— begin Text shown —
Fall For Burnt Orange by Hannah Rochell22. 10. 2019
Forget the notion that fashion is all about the new. It’s a myth! Having been a fashion writer for the last 12 years, I can tell you that while hem lines might rise and fall and trouser widths fluctuate more frequently than you can keep up with, some of the same ideas pop up every single year without fail. Whether it’s on the catwalk, on the high street or on the pages of magazines, there are certain themes you can always rely on. Christmas? It’s sequins. Summer? Safari chic. To quote The Devil Wears Prada’s Miranda Priestly, “Florals? In spring? Groundbreaking!”. And when it comes to autumn, it’s time to take inspiration from the changing colours of nature, as warm burnt oranges to take centre stage in your wardrobe.
I LOVE this colour and all its earthy variants, which take their cue from seasonal sources like pumpkin patches and maple leaves. It’s more flattering than oranges at the fruitier end of the spectrum like tangerine and apricot, and as such, suits most skin tones. It also goes with far more other colours than you might imagine - here I’ve clashed it with a bright turquoise-green and a pop of lemon yellow which on paper is a bit bonkers, but actually isn’t that scary in practice. It also works brilliantly when used on the textured fabrics that really come into their own at this time of year, such as leather, suede, silk and corduroy (seriously, is there anything better than a pair of burnt orange cords?!). Burnt orange is also the perfect partner for a pattern that’s now so ubiquitous in many women’s wardrobes that it’s basically a neutral - leopard print - which also usually has a warm orange tones incorporated into the print. Basically, the sky’s the limit with burnt orange, because it literally goes with everything.
— end Text shown —
From the post about burnt orange, extract the passage starting with "Fall For Burnt" and going on through "in your wardrobe.". You won't need the data that comes next.
— begin Excerpted records —
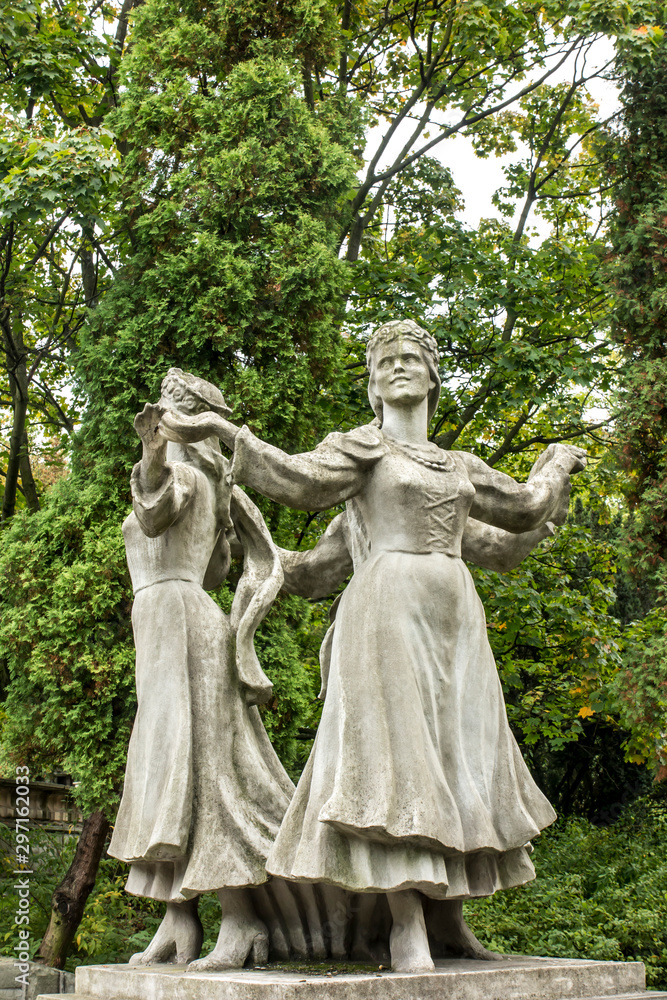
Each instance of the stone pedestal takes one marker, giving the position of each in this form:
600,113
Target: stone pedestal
515,978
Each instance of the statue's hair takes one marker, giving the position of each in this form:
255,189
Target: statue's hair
208,394
205,455
408,330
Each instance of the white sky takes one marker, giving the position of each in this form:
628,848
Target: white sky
478,178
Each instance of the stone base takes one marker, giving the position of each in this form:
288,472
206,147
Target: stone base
514,978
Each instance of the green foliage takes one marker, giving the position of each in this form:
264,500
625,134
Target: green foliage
599,894
66,640
638,162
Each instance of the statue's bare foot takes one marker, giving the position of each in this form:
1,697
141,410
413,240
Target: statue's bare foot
408,942
178,938
242,936
457,937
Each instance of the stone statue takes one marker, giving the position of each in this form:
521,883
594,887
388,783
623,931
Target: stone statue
415,795
204,791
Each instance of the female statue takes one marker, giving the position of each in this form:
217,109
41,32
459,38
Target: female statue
204,790
415,787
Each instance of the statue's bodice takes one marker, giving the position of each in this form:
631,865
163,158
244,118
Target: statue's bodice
413,500
181,551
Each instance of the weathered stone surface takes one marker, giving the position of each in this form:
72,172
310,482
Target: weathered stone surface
511,979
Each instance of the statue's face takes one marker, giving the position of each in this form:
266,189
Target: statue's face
176,396
401,375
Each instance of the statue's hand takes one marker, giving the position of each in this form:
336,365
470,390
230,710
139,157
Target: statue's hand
147,424
568,456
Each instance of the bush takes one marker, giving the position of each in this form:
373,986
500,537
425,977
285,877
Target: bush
599,894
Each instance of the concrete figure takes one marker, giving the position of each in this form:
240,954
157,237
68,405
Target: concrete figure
204,792
415,794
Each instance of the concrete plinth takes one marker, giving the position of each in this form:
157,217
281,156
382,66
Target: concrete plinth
510,979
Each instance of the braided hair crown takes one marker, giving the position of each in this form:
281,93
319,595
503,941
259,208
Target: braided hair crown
409,330
403,328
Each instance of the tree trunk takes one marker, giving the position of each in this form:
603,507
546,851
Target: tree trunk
69,898
18,461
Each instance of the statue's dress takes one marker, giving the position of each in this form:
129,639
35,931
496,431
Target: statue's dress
415,779
204,791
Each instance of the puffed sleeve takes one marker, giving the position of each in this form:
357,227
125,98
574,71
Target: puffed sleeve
313,480
157,510
517,507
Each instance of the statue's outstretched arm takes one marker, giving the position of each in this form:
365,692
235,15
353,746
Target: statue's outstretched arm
160,490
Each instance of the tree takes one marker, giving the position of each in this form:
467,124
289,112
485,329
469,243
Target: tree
58,170
637,273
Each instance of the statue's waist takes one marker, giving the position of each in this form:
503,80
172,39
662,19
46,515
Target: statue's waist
183,578
419,548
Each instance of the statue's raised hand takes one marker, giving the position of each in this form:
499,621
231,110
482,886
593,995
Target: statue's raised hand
568,456
185,428
147,425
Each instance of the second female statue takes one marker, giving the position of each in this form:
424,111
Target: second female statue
415,791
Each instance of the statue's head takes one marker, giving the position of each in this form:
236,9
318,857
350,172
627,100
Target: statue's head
402,344
190,394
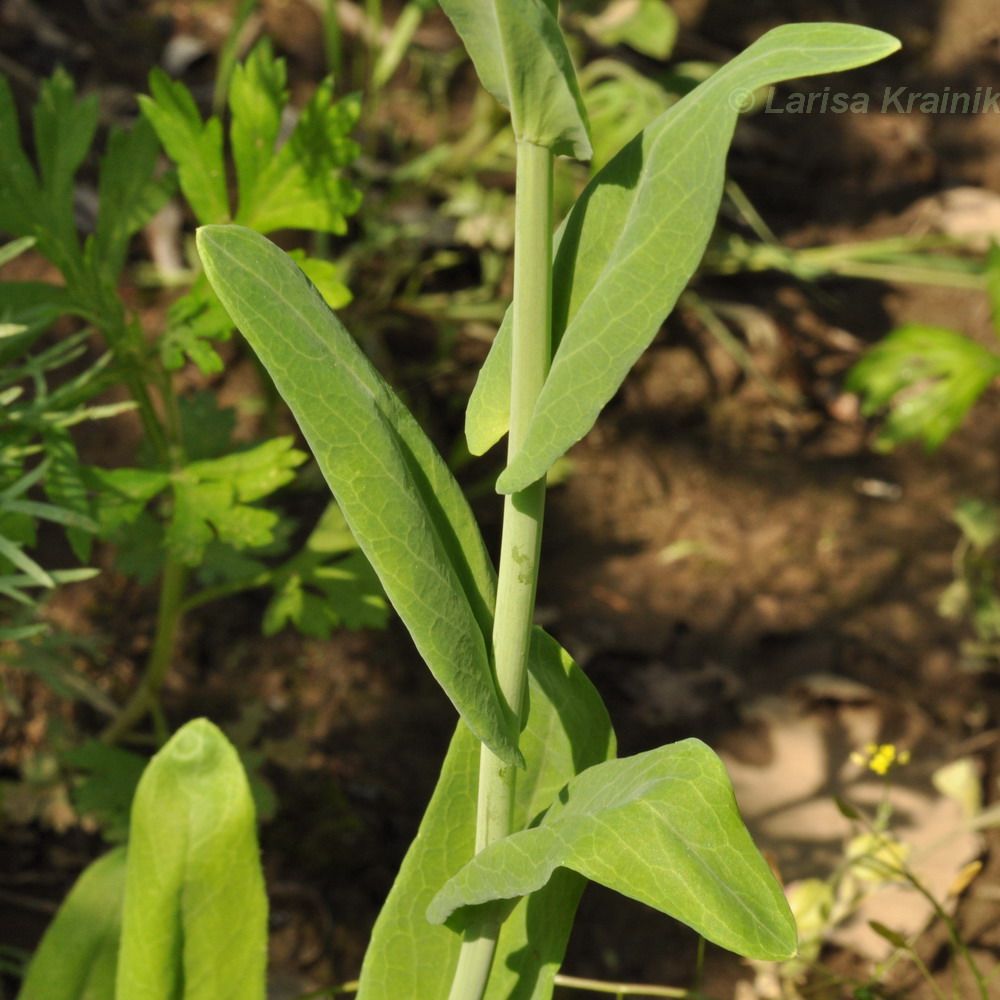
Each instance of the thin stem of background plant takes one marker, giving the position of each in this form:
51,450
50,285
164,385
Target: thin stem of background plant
522,525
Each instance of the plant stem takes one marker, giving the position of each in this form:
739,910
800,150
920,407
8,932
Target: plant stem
164,642
522,526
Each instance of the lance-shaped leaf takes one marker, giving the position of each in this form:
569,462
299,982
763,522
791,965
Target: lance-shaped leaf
398,496
195,914
635,237
521,58
662,827
77,957
567,731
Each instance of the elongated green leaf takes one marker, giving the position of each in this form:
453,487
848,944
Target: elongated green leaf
568,730
520,55
77,957
662,827
403,505
195,915
634,239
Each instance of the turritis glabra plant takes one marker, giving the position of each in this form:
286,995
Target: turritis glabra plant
532,800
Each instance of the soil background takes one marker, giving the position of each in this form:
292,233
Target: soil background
717,556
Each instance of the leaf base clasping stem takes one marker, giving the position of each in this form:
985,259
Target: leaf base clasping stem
522,527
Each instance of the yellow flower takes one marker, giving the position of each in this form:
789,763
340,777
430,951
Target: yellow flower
880,757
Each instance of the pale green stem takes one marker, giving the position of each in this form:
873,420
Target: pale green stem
522,526
147,694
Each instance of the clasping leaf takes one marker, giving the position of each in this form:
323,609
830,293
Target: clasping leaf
633,240
662,827
521,57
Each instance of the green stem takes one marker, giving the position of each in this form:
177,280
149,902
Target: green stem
147,693
522,526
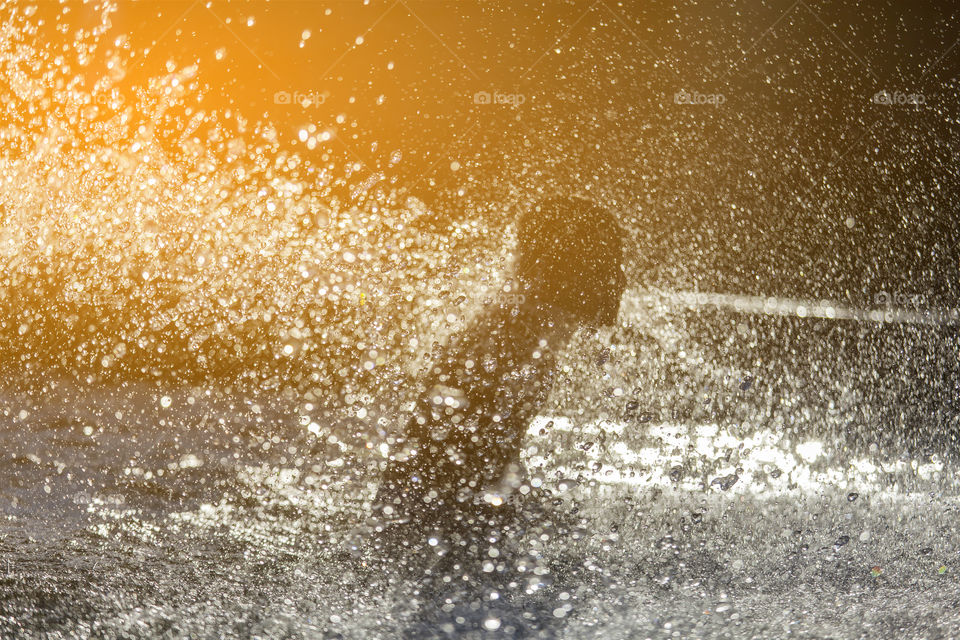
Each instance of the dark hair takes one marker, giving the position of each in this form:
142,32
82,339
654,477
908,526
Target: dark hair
570,255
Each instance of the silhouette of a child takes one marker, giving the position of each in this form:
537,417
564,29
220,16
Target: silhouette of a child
465,436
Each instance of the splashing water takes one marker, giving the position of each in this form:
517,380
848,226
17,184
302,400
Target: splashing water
210,343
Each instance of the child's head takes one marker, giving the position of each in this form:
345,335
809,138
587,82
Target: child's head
570,255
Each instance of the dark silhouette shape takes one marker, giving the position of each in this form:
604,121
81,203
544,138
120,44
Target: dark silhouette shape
462,445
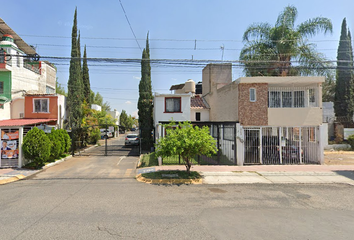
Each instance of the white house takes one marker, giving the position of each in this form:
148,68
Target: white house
21,72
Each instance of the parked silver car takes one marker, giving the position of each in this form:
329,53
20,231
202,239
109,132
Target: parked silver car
132,139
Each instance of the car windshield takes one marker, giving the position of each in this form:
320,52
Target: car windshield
132,136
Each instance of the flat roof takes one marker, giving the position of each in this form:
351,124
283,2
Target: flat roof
21,44
282,80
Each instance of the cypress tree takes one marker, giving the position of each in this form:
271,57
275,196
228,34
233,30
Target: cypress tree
343,100
74,83
86,79
145,99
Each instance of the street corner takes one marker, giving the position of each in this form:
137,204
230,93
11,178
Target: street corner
5,180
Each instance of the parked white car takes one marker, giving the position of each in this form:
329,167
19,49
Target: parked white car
106,133
132,139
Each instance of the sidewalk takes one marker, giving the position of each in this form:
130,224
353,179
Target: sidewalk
270,174
314,174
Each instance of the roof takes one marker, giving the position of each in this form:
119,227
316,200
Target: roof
176,87
21,44
198,103
282,80
41,95
24,122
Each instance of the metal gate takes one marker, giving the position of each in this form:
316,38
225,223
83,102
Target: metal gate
281,145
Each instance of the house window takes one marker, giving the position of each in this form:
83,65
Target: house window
197,116
286,99
41,105
1,87
214,132
252,94
312,98
299,99
312,134
274,99
172,105
18,59
228,133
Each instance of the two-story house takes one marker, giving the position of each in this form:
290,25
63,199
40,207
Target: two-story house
279,119
27,86
182,105
21,71
261,120
45,111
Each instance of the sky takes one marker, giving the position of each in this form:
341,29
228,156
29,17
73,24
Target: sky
178,30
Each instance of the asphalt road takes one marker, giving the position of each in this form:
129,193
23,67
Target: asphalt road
96,197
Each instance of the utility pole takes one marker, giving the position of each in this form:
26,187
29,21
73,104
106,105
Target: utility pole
105,142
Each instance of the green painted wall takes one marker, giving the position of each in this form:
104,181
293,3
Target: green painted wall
6,78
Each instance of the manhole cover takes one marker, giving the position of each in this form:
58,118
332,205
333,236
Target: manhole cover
217,190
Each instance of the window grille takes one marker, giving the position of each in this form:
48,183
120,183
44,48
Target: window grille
173,104
252,94
1,87
296,97
41,105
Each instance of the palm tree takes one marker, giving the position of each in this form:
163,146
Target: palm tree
283,50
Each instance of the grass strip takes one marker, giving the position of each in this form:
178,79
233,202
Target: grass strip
175,174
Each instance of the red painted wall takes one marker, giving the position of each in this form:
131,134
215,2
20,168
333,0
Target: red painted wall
53,107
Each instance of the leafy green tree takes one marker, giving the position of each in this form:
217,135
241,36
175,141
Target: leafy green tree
59,88
145,100
98,99
186,141
344,102
283,49
124,120
66,140
86,79
56,141
36,147
74,100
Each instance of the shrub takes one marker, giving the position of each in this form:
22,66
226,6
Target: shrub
66,140
351,141
36,147
57,144
94,135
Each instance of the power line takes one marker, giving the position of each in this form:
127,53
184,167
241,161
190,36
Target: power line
169,39
129,24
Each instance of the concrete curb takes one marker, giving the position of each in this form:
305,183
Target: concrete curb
21,176
12,179
171,181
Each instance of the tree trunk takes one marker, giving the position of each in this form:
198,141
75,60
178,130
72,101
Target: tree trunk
188,165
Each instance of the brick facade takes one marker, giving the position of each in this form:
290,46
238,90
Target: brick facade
253,113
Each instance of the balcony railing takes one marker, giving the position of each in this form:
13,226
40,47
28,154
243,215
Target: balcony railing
31,67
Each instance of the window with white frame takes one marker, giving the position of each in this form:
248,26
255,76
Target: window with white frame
41,105
18,60
173,105
1,87
253,96
312,97
292,97
197,116
274,99
299,100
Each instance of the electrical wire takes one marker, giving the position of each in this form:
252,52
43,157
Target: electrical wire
121,4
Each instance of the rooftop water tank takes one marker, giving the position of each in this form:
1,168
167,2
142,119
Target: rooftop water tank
189,86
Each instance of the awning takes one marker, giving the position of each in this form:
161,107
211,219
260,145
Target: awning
24,122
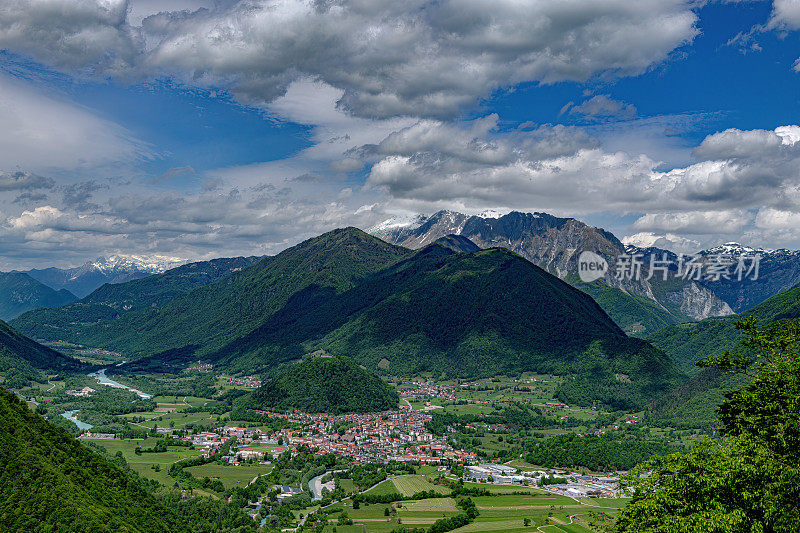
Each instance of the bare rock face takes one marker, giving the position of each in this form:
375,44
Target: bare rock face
555,244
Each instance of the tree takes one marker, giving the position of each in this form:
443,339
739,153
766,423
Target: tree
750,480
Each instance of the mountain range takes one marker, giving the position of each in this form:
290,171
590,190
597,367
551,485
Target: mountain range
— end Excerpted records —
# [Reply to the exercise]
Fall For Burnt Orange by Hannah Rochell22. 10. 2019
Forget the notion that fashion is all about the new. It’s a myth! Having been a fashion writer for the last 12 years, I can tell you that while hem lines might rise and fall and trouser widths fluctuate more frequently than you can keep up with, some of the same ideas pop up every single year without fail. Whether it’s on the catwalk, on the high street or on the pages of magazines, there are certain themes you can always rely on. Christmas? It’s sequins. Summer? Safari chic. To quote The Devil Wears Prada’s Miranda Priestly, “Florals? In spring? Groundbreaking!”. And when it comes to autumn, it’s time to take inspiration from the changing colours of nature, as warm burnt oranges to take centre stage in your wardrobe.